• [What you will do]
Count the lines in the material below that contain the string "snow". Give only that number.

• [Records supplied]

***

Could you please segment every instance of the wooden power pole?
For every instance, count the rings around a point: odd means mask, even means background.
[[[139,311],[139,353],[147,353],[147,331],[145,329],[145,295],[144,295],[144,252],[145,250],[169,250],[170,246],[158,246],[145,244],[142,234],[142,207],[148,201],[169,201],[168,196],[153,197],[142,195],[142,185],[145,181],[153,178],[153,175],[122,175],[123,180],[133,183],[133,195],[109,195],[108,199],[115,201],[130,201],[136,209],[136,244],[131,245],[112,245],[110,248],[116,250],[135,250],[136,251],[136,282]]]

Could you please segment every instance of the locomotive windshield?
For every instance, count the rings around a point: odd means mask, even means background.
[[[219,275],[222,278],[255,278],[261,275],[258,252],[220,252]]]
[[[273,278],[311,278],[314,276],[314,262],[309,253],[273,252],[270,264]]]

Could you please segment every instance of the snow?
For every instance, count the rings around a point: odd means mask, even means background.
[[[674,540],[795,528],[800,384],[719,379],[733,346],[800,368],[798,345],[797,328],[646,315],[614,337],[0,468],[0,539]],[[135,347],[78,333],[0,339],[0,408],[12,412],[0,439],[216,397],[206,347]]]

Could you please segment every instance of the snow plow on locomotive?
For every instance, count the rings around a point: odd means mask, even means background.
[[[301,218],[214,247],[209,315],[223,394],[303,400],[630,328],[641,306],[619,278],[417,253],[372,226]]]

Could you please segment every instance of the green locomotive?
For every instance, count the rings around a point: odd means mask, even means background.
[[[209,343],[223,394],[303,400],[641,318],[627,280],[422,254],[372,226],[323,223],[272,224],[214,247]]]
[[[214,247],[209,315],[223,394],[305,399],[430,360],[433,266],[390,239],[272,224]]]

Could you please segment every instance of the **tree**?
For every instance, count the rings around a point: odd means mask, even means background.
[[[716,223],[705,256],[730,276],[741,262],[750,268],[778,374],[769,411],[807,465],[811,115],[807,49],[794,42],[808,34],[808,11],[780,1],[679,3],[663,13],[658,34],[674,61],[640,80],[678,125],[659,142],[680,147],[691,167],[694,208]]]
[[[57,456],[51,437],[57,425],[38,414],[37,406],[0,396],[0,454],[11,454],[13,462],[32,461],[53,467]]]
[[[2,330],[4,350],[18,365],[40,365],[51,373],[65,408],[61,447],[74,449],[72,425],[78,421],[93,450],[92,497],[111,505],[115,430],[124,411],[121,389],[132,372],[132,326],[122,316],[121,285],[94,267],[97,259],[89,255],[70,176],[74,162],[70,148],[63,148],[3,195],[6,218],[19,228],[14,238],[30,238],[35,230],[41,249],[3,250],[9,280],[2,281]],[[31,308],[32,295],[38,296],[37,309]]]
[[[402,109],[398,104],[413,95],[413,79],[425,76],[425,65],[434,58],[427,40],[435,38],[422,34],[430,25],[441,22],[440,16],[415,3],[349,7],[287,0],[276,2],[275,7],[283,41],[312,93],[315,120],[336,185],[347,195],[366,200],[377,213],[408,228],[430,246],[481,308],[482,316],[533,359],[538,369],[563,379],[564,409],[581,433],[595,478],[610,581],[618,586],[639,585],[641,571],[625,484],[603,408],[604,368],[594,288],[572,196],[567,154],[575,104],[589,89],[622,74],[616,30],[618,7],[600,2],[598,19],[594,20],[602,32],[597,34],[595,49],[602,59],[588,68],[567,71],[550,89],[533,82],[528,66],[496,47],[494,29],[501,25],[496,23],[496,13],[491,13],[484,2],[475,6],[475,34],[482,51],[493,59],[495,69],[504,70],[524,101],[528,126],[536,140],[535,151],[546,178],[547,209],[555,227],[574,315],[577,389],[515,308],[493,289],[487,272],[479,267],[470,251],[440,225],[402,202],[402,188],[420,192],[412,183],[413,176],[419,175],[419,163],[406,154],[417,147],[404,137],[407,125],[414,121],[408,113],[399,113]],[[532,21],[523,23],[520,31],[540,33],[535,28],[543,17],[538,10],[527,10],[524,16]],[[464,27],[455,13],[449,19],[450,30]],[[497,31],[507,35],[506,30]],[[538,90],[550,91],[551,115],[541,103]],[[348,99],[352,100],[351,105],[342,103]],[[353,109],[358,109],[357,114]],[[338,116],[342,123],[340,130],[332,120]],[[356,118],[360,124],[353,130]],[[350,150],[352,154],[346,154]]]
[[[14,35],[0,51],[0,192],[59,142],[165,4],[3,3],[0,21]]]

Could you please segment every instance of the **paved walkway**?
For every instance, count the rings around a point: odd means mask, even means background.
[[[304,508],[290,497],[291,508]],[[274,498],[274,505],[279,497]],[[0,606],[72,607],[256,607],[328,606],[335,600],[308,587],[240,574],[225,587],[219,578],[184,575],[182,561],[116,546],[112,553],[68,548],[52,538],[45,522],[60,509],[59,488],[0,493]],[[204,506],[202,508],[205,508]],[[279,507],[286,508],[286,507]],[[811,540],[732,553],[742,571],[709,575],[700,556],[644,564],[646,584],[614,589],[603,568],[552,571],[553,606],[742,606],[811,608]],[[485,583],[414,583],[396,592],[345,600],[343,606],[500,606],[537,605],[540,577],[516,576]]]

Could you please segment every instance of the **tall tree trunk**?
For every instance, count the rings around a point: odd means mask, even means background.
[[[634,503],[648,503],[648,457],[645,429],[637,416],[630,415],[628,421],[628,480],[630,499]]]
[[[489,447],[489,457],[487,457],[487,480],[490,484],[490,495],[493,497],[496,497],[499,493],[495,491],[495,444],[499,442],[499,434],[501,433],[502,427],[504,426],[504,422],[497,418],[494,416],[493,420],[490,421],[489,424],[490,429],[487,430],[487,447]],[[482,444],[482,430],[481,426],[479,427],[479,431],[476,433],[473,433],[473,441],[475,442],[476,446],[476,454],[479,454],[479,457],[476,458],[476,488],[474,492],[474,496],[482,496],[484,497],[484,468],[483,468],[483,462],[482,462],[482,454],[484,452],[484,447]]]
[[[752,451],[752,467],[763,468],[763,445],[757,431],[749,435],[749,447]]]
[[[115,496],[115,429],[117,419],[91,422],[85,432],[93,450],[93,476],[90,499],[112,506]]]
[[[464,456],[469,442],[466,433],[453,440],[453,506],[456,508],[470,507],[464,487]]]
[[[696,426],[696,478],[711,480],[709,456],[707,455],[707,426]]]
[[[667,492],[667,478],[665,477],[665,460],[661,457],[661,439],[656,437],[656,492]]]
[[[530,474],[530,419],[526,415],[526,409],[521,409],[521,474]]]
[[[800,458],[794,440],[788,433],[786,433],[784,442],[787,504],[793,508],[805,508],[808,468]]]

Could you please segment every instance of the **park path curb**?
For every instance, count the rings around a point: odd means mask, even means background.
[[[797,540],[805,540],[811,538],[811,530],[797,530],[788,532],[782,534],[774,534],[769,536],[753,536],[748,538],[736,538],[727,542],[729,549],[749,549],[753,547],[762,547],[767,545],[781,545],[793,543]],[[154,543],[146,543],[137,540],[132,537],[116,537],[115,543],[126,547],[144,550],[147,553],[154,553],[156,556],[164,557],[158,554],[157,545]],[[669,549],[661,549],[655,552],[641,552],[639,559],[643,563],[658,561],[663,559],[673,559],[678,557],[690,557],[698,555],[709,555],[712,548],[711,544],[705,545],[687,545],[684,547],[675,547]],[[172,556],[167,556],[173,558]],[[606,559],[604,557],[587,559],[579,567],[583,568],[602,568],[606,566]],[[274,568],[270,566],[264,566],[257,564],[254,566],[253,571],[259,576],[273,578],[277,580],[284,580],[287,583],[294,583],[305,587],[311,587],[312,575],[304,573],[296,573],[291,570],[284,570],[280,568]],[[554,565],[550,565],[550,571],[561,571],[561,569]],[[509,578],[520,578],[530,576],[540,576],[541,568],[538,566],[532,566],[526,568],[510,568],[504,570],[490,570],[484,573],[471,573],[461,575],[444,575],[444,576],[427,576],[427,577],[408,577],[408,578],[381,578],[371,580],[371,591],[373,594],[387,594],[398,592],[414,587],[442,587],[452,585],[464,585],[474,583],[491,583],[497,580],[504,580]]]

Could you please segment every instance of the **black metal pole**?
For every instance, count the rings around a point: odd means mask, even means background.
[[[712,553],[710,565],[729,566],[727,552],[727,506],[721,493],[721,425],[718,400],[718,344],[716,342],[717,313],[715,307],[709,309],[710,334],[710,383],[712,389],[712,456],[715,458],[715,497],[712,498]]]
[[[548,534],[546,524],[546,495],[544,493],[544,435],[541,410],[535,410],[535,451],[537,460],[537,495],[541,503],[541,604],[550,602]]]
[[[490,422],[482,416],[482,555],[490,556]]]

***

• [Answer to the task]
2